Until recently I shared very little of my writing. I have cabinets full of work, for some of which I am the only reader. Sometimes I would send someone a story for which she was the inspiration (if it portrayed them positively); some stories I shared with writing groups. A couple of years ago I gulped hard and started this blog. But this blog only works for me if I don’t worry about the statistics that my provider pushes out to me on a daily basis. Sometimes those statistics are gratifying, but other times discouraging. And yet, I am sharing more than I ever did and that feels like a good thing.
The internet has given us all access to an audience – but while the audience may be almost infinite, so are the creators. I have lost track of so many good blogs because there just isn’t enough time and attention. In the end the real joy must be in the doing.
All of this reminds me of one of my favorite Kipling poems, “The God of Things as They Are,” where he imagines creativity in heaven:
And only the Master shall praise us, and only the Master shall blame;
And no one shall work for money, and no one shall work for fame,
But each for the joy of the working, and each, in his separate star,
Shall draw the Thing as he sees It for the God of Things as They are!
As I was writing this blog, the coronavirus/Covid-19 spiraled into my consciousness. It got me thinking about mortality and time. In some ways, mortality has come to the door at the same time that our sequestration leaves us with time… and perhaps a year’s supply of toilet paper (please don’t hoard!) In the midst of this, this snippet of a conversation with Wendell Berry came to my attention (thanks to Contemplify):
It was the Shakers who were sure the end could come anytime, and they still saved the seeds and figured out how to make better diets for old people. Thomas Merton was interested in the Shakers. I said to him, “If they were certain that the world could end at any minute, how come they built the best building in Kentucky?”

§ **SUPPLIED ENTRIES**
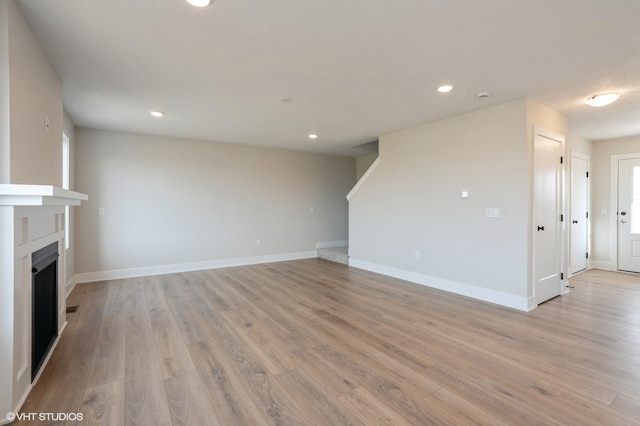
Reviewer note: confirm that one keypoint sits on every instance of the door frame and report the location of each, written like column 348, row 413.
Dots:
column 562, row 231
column 613, row 206
column 587, row 158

§ **REQUIRED ACTION 1**
Translate the following sentence from the blog post on sharing one's writing into Spanish: "In the end the real joy must be in the doing."
§ **REQUIRED ACTION 2**
Transcribe, without alteration, the portion of the blog post on sharing one's writing that opens with the words containing "Until recently I" and closes with "in the doing.".

§ **EXPECTED OUTPUT 1**
Al final, la verdadera alegría debe estar en el hacer.

§ **EXPECTED OUTPUT 2**
Until recently I shared very little of my writing. I have cabinets full of work, for some of which I am the only reader. Sometimes I would send someone a story for which she was the inspiration (if it portrayed them positively); some stories I shared with writing groups. A couple of years ago I gulped hard and started this blog. But this blog only works for me if I don’t worry about the statistics that my provider pushes out to me on a daily basis. Sometimes those statistics are gratifying, but other times discouraging. And yet, I am sharing more than I ever did and that feels like a good thing.
The internet has given us all access to an audience – but while the audience may be almost infinite, so are the creators. I have lost track of so many good blogs because there just isn’t enough time and attention. In the end the real joy must be in the doing.